§ What is required
The required output is the exact sequence of lines from the line holding "soil shown in this photo, matching this sample?" to the end of the records, inclusive.

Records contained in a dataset

^^^^

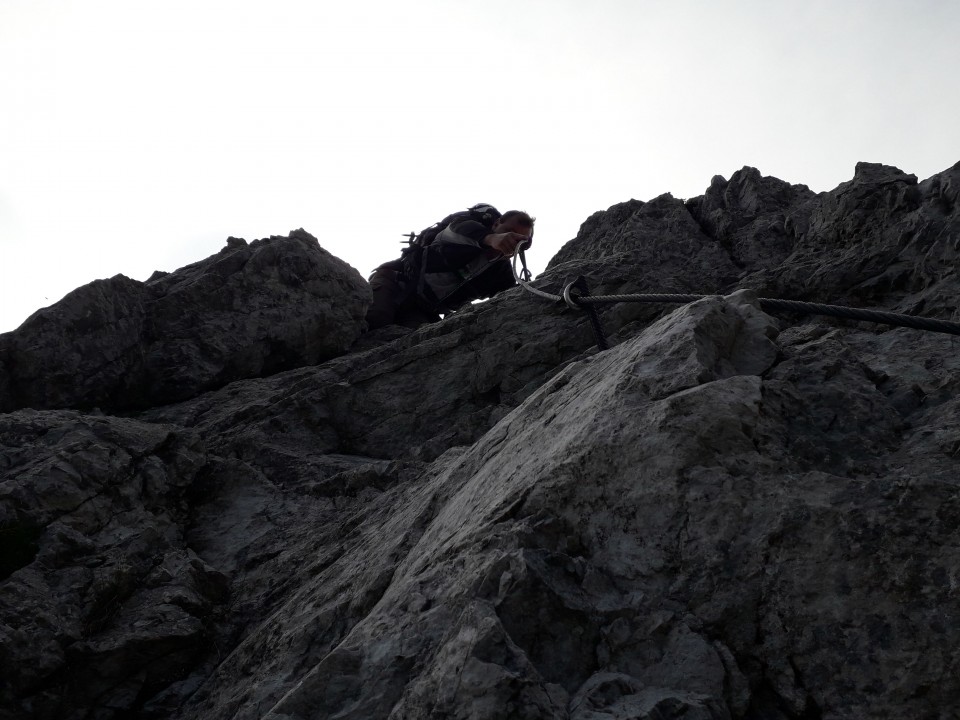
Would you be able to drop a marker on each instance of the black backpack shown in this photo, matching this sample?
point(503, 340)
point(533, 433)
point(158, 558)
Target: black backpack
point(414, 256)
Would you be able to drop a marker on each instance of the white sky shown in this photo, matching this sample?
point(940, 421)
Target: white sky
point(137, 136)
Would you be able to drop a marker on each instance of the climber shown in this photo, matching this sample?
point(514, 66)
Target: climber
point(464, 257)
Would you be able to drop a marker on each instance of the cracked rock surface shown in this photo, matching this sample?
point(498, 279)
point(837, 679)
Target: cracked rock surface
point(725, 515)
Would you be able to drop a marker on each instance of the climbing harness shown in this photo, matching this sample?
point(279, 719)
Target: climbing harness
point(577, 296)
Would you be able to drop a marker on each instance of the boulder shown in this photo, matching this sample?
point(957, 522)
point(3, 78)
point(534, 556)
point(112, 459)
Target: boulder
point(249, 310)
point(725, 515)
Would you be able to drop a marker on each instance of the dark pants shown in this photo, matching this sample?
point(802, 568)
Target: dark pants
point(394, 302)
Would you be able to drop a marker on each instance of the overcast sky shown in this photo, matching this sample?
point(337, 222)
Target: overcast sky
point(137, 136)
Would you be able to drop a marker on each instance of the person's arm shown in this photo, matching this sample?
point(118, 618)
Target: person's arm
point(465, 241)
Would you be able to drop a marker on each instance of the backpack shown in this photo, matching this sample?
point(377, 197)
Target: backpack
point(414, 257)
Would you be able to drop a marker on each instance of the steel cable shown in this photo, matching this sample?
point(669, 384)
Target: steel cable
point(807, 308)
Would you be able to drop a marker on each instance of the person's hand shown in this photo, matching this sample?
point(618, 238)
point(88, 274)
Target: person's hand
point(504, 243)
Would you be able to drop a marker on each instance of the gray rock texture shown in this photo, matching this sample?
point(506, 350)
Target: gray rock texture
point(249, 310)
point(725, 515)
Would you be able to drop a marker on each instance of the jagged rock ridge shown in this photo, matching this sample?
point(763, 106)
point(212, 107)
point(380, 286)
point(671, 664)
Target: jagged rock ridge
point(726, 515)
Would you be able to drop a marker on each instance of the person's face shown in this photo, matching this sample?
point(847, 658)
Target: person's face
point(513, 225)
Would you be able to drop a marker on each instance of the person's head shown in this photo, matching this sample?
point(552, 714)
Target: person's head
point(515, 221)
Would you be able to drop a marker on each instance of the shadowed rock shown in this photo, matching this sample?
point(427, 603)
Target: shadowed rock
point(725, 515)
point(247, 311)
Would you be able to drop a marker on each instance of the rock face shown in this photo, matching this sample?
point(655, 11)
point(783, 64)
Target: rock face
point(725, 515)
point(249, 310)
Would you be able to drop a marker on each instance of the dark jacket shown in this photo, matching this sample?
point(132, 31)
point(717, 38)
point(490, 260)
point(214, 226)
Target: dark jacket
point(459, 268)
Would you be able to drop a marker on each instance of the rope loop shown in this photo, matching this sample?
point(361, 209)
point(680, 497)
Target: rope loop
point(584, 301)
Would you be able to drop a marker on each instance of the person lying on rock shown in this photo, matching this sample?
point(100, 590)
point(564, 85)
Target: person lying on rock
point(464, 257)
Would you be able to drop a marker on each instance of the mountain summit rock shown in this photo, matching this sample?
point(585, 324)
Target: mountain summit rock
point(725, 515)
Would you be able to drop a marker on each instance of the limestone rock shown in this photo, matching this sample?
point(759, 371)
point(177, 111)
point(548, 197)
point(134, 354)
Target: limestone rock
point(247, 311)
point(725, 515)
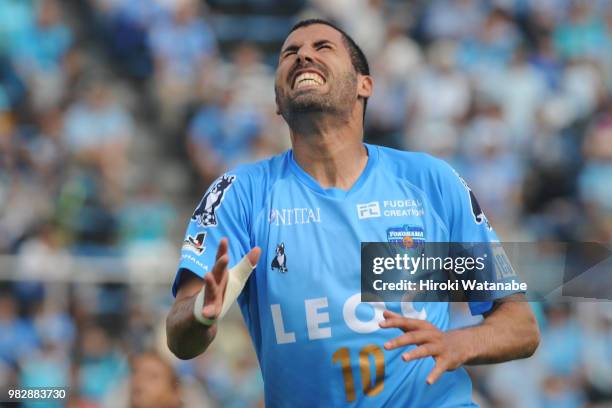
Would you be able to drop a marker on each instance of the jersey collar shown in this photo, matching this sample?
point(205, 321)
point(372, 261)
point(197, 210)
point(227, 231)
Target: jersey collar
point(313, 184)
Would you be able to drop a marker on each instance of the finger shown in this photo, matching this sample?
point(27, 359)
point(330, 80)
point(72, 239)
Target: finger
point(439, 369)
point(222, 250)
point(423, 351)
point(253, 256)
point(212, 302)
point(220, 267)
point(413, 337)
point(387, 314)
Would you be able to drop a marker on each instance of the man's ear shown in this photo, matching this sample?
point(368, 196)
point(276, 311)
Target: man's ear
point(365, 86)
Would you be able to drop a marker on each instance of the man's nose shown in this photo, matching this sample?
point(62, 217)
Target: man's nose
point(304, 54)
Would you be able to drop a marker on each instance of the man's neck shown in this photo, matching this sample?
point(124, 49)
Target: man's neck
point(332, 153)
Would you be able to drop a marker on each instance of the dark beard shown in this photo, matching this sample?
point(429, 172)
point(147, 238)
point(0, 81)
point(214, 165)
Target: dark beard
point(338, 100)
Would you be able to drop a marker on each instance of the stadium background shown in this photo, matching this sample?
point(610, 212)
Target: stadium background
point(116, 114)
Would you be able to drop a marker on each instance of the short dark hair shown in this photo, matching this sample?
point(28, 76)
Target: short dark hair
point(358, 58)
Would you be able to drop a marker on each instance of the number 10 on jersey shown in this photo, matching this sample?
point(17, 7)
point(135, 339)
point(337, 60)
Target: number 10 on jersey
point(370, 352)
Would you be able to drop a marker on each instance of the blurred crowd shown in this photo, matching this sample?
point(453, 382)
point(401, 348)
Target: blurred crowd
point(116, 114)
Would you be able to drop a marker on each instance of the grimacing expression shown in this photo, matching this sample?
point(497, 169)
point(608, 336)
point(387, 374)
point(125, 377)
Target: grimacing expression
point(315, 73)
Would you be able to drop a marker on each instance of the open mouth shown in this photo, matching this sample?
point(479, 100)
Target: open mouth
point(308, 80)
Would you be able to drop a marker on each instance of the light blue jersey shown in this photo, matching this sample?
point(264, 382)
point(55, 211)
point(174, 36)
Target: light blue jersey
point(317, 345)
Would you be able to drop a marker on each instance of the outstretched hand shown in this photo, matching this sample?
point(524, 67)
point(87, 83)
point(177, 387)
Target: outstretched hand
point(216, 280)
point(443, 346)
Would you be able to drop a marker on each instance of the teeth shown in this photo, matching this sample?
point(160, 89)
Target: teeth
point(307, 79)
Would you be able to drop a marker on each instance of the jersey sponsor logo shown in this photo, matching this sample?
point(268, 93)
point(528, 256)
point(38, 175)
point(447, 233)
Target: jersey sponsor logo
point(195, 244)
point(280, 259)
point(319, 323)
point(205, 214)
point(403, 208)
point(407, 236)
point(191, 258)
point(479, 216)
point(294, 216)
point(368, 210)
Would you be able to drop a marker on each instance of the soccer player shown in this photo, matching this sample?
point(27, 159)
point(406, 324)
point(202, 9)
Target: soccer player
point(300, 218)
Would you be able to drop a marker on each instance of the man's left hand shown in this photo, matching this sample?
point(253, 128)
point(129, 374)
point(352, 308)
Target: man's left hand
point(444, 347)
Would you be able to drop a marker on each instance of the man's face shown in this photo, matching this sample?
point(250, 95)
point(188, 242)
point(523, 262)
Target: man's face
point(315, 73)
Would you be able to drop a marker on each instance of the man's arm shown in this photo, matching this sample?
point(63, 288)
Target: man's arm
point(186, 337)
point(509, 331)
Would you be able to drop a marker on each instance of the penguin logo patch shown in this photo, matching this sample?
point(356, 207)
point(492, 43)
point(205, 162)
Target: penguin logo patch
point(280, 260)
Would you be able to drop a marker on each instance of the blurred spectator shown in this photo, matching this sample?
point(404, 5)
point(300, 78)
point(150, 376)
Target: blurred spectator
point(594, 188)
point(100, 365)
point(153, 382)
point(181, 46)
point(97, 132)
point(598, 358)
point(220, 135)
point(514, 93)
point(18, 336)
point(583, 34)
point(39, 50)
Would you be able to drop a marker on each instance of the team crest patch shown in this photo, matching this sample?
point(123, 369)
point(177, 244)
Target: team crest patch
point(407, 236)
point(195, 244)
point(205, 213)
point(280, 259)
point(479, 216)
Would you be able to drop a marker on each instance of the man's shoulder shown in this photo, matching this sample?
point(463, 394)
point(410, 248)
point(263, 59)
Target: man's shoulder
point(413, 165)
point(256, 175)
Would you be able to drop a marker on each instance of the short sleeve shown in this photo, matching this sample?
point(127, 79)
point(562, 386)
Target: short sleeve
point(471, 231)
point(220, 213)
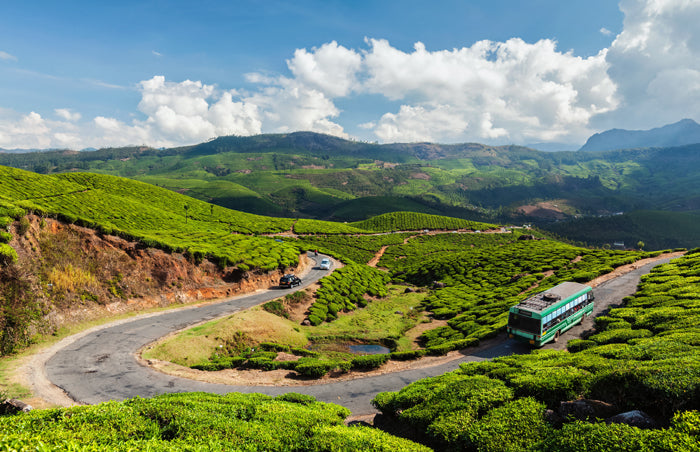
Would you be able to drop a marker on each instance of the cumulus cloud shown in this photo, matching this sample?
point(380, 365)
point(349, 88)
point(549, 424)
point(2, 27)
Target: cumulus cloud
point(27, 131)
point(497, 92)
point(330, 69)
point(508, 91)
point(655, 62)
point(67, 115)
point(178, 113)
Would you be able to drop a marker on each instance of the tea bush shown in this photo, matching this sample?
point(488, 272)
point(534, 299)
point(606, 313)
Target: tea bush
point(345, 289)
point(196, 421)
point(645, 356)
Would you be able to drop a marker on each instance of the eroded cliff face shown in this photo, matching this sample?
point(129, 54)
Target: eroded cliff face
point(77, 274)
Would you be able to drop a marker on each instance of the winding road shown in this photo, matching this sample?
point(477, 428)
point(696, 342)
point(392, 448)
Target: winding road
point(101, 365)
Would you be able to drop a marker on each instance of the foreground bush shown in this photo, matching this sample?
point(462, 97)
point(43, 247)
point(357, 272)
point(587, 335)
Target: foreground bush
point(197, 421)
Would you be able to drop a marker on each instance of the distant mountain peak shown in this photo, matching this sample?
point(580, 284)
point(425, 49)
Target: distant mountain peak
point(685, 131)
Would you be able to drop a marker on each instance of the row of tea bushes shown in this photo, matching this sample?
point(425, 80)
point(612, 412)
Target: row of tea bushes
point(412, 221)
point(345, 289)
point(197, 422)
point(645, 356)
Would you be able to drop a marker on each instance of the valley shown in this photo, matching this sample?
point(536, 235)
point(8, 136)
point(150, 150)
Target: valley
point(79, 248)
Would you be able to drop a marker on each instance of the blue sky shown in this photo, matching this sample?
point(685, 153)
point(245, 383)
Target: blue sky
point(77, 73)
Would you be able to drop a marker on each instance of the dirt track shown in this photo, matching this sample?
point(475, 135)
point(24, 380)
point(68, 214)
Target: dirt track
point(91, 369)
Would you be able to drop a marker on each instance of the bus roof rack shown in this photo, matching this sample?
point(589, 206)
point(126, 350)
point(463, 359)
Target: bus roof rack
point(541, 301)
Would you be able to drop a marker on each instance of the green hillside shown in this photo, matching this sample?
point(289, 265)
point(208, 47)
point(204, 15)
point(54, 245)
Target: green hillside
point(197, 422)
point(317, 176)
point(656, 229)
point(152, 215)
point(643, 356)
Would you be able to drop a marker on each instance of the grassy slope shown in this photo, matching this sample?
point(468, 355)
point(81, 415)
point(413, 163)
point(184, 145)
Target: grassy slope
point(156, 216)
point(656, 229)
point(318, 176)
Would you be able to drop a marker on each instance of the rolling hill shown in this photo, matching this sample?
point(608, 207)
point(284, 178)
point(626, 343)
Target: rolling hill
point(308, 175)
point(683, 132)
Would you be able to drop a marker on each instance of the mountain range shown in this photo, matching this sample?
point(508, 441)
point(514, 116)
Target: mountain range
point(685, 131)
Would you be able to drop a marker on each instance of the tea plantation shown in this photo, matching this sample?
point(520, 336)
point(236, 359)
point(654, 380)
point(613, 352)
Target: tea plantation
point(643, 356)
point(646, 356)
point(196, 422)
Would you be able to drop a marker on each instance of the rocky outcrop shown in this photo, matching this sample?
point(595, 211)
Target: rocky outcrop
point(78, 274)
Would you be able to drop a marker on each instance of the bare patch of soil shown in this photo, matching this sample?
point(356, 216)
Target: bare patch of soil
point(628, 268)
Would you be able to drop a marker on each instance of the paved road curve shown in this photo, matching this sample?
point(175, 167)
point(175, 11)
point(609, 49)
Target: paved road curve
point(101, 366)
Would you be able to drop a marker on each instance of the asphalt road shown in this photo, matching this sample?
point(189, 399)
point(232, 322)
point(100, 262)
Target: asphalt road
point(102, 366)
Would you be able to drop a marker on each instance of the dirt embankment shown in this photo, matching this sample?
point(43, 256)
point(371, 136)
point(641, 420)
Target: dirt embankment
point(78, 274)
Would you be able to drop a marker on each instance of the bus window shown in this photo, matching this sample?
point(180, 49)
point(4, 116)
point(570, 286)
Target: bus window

^^^^

§ In response
Would you be able to drop a marker on each instance of the bare patch of soil shown in this photo, matching this sample?
point(356, 216)
Target: bare patch of soil
point(628, 268)
Would you be able to drop a marker on each instance of the paved road curve shown in this photo, matching this sample?
point(175, 167)
point(175, 11)
point(609, 49)
Target: paved road curve
point(101, 366)
Would you be able to drop a marker on each instance of the asphalt road shown in this photo, matching this sample?
point(189, 399)
point(232, 322)
point(100, 262)
Target: asphalt road
point(102, 366)
Would you be able to drop a marker on each instance of the dirt embankment shown in this photo, matching this sample?
point(43, 256)
point(371, 136)
point(641, 420)
Target: dirt embankment
point(78, 274)
Would you be able to drop a marker on each instance of the bus window shown in this photo, matching this sample?
point(180, 49)
point(4, 116)
point(570, 286)
Target: bus window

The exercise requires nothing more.